**Exercise aim**
Starting at the line that contains "the statue mouth?" and ending with the last line of the records, rewrite every line in full, requests included. Scale each answer coordinate by 2.3, round it to a whole number with halves rounded up, and leave the sample coordinates inside the requests unchanged.

Dataset records:
========

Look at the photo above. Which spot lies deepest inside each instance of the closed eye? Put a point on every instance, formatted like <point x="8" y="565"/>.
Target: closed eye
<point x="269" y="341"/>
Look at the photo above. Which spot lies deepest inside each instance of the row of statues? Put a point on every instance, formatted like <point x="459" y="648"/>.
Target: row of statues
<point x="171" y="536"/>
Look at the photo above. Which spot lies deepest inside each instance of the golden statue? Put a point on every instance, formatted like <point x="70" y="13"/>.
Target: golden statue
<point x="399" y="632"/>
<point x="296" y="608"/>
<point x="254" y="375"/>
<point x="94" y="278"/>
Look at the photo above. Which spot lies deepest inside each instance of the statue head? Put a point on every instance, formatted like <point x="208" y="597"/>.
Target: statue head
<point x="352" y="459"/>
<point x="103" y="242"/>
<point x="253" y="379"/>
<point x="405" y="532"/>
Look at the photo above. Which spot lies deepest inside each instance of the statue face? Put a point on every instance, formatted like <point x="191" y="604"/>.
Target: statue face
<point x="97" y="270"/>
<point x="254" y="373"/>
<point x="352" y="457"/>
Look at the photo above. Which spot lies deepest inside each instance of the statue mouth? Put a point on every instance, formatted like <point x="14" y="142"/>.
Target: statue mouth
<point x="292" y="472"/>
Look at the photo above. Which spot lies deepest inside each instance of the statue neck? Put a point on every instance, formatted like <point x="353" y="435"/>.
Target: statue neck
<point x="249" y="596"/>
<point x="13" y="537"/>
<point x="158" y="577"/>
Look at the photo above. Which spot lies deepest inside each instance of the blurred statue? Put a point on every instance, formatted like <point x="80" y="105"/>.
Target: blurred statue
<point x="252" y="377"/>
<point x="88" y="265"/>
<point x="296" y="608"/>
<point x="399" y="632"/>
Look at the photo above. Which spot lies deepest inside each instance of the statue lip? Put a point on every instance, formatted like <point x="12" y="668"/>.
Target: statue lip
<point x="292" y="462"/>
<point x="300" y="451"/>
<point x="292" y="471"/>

========

**Written answer**
Look at the photo above. Which spot lies deepest inside each instance of the statue mouth? Put a point on every instance, formatted like <point x="14" y="142"/>.
Target: statue mouth
<point x="672" y="1086"/>
Look at the photo above. Which spot lies deepest inside each instance of the statue neck? Put a point on every instance, formatted like <point x="353" y="435"/>.
Target: statue neck
<point x="573" y="1371"/>
<point x="30" y="1235"/>
<point x="363" y="1327"/>
Look at the photo above. Which spot lies deepest inside each instance of the blurred statue? Put a point on every instance, formatted like <point x="80" y="105"/>.
Target: blurred statue
<point x="580" y="867"/>
<point x="202" y="610"/>
<point x="681" y="1398"/>
<point x="918" y="1454"/>
Look at the photo above. Which spot lies deepest inside each instance of the statue lip? Put a point on every instance, formatted like <point x="12" y="668"/>.
Target: statue lip
<point x="672" y="1063"/>
<point x="690" y="1037"/>
<point x="672" y="1083"/>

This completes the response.